** QUOTED PASSAGE **
Are there too many unmarried women in the community?

Salih Zeki Fazlioglu/Anadolu Agency/Getty Images

Every day (except Saturday) five middle-aged women gather in the basement office of a brick building in Brooklyn’s Borough Park neighborhood to assure the survival of ultra-Orthodox Judaism. Black-hatted men and “modestly” dressed women come to them, some young, others less so, all single. These women, professional shadchanim, or matchmakers, ask the men and women about their family connections and education, who they know, where they pray. Careful attention is devoted to the shidduch (matchmaking) résumé, a short document that includes most of these details plus a photo and references.

The shadchanim dismiss their unmarried charges after the interviews, then huddle together in a dark room lined with ancient religious texts. Speaking in a mixture of English, Yiddish, and Hebrew, they rifle through their notes, searching for matches. They are helping the men and women—especially the women—fulfill the primary social responsibility of their community: to get married.

For the ultra-Orthodox, religious restrictions against the “mingling” of genders prevent singles from taking advantage of contemporary coupling opportunities. There are no dating websites, apps, or events. Marital aspirants meet almost exclusively through the intercession of shadchanim like this group in Borough Park. A matchmaker—usually a woman, but men provide the service as well—finds a match and informs the parents on each side. The parents then conduct “research” into the proposed spouse. They ask around about the other family’s connections, check to see if there are any divorces, or if any of the proposed relations have abandoned the community in favor of the secular world. If all goes well, the matchmaker makes an introduction.

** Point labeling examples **
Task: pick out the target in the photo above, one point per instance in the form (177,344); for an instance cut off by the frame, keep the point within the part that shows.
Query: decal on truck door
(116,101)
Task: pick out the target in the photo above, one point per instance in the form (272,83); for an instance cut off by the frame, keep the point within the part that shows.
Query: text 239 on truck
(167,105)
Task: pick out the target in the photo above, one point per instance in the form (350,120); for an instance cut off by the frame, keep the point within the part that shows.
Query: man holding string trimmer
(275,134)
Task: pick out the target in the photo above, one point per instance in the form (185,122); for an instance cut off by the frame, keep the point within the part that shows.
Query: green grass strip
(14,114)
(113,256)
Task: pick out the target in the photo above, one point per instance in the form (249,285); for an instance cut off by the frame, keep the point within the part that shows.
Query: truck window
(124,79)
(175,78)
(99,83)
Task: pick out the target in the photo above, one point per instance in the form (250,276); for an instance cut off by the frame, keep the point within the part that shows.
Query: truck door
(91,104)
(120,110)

** TO BE DONE **
**1)** In the matchmaking passage, which languages do the shadchanim use while they search their notes for matches?
**2)** For each statement, say whether it agrees with the matchmaking passage, and quote the words that decide it: (a) The matchmakers meet in a basement office in Borough Park. (b) Matchmakers are always women. (c) The parents on each side look into the proposed spouse.
The entries have no connection to the matchmaking passage.

** RESULTS OF THE EXERCISE **
**1)** They speak a mixture of English, Yiddish, and Hebrew.

**2)**
(a) Yes: "gather in the basement office of a brick building in Brooklyn’s Borough Park neighborhood"
(b) No: "usually a woman, but men provide the service as well"
(c) Yes: "The parents then conduct “research” into the proposed spouse."